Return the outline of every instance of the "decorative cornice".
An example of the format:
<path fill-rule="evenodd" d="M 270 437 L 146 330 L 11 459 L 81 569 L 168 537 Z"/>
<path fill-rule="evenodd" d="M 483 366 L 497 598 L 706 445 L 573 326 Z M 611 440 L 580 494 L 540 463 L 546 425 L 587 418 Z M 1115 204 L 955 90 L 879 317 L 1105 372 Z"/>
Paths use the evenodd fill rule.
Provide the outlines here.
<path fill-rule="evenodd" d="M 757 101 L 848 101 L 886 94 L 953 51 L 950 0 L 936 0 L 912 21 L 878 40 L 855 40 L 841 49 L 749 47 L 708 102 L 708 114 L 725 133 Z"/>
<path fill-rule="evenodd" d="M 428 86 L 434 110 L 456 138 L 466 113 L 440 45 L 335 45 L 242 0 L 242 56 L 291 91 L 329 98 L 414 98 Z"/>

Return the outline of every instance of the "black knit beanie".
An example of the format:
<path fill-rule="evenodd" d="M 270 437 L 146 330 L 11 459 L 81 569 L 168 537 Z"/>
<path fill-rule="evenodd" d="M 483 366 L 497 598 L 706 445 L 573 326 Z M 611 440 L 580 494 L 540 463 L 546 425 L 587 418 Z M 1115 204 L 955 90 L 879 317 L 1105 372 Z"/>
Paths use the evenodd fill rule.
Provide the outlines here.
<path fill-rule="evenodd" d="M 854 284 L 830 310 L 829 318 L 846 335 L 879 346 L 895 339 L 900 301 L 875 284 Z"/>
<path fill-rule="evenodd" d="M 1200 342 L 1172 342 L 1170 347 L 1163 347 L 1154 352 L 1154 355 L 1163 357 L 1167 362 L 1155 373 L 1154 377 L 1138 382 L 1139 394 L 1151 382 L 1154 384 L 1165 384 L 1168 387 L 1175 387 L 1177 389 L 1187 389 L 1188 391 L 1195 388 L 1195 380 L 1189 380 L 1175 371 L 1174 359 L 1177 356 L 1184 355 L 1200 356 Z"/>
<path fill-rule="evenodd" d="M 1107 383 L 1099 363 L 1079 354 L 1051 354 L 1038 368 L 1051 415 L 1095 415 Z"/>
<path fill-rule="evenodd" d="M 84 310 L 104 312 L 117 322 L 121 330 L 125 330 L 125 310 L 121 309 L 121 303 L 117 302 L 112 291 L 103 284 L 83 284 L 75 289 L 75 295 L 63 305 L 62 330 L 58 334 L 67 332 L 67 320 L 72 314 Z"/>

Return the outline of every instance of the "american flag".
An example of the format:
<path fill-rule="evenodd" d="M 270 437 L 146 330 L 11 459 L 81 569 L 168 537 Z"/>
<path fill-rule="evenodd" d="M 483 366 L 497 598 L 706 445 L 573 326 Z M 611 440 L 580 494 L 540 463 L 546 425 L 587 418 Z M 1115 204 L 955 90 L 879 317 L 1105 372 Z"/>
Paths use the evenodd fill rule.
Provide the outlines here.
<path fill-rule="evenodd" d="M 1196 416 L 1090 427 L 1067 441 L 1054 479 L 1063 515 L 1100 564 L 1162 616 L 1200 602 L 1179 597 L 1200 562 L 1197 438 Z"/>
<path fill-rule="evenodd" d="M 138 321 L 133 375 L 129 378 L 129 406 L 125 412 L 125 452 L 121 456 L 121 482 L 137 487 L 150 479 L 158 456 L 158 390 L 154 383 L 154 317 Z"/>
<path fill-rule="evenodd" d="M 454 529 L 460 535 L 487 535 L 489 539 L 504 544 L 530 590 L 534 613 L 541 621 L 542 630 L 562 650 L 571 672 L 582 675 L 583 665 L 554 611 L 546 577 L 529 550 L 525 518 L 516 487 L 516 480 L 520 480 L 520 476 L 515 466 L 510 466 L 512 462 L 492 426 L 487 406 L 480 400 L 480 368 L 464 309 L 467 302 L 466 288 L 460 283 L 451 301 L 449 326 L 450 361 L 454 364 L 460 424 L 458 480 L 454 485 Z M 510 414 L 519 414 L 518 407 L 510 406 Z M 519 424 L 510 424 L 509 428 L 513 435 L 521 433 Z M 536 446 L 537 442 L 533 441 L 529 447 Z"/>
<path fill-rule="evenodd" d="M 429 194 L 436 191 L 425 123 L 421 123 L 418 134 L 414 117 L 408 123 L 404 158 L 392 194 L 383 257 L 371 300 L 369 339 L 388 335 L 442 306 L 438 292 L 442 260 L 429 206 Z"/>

▶ WHAT NEEDS TO BE DONE: Copy whichever lines in the listing above hold "every".

▶ OUTPUT BELOW:
Return the outline of every instance of the "decorative cornice".
Return the outline of every instance of the "black knit beanie".
Return the outline of every instance of the "american flag".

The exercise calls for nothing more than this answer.